Passage shown.
· · · · ·
Mills’ roadmap, which requires legislative approval, includes more than a half-billion dollars for infrastructure including a previously floated $150 million injection into the state’s broadband agency, plus another $260 million for short-term aid to businesses. It also hits on common themes during her administration so far, hewing partially to a 10-year economic plan released in 2019 that set goals of growing the workforce by 75,000 and raising wages by 10 percent. 

“Now, we can offer the people of Maine the promise of prosperity for the next generation, greater goals, aspirations, and opportunities, and something even greater than that, we offer them hope,” the governor said at a news conference at GO Lab, Inc. in Madison.

More than $6 billion in aid is estimated to be coming to Maine in the $1.9 trillion American Rescue Plan passed by Congress in March, from direct aid for states and local governments to major tax changes, more unemployment funds, broadband aid and business grants. The $1.1 billion portion that is the subject of this proposal was left to the governors and Legislature.
· · · · ·
Data shown.

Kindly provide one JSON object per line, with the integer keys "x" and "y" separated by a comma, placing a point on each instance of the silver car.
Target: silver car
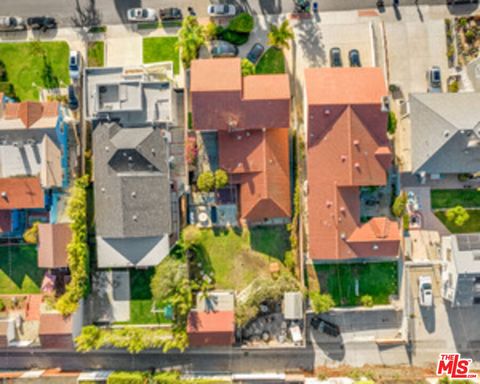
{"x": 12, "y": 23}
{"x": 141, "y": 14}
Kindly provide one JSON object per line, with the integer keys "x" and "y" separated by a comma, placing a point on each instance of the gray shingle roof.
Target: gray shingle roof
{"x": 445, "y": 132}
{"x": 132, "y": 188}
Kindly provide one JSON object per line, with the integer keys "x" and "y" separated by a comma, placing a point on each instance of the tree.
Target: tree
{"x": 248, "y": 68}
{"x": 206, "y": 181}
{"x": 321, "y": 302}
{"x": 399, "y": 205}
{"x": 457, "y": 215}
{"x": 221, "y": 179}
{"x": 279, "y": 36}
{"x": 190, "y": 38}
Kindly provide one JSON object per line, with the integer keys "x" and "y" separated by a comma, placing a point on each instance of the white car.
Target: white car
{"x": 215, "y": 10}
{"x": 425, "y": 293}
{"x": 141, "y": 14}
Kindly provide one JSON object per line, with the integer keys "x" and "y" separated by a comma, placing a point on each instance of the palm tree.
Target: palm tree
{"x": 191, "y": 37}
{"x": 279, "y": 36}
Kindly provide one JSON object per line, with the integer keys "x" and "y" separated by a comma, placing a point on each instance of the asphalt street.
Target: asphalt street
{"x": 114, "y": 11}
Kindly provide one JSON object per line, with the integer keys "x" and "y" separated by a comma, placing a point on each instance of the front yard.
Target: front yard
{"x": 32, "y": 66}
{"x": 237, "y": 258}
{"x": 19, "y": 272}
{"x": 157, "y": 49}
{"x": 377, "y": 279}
· · · · ·
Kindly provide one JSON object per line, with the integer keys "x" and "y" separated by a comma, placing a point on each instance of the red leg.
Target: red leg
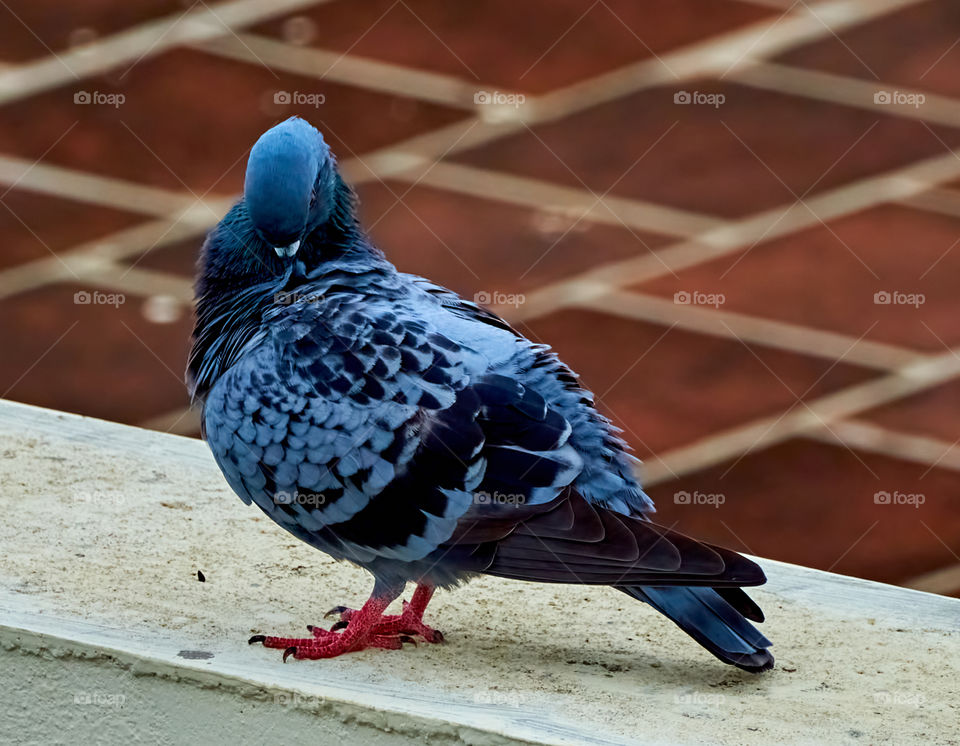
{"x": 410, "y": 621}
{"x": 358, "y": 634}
· · · · ·
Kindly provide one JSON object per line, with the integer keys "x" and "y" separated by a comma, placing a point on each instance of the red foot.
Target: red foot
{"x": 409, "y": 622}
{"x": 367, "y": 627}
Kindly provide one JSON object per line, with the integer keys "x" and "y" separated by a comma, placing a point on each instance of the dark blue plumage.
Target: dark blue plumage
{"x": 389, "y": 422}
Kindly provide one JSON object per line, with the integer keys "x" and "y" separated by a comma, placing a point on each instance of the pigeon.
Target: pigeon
· · · · ·
Reproduce the part of the Maine spending plan passage starting at "Mills’ roadmap, which" and ending at "by 10 percent.", word for word.

Mills’ roadmap, which requires legislative approval, includes more than a half-billion dollars for infrastructure including a previously floated $150 million injection into the state’s broadband agency, plus another $260 million for short-term aid to businesses. It also hits on common themes during her administration so far, hewing partially to a 10-year economic plan released in 2019 that set goals of growing the workforce by 75,000 and raising wages by 10 percent.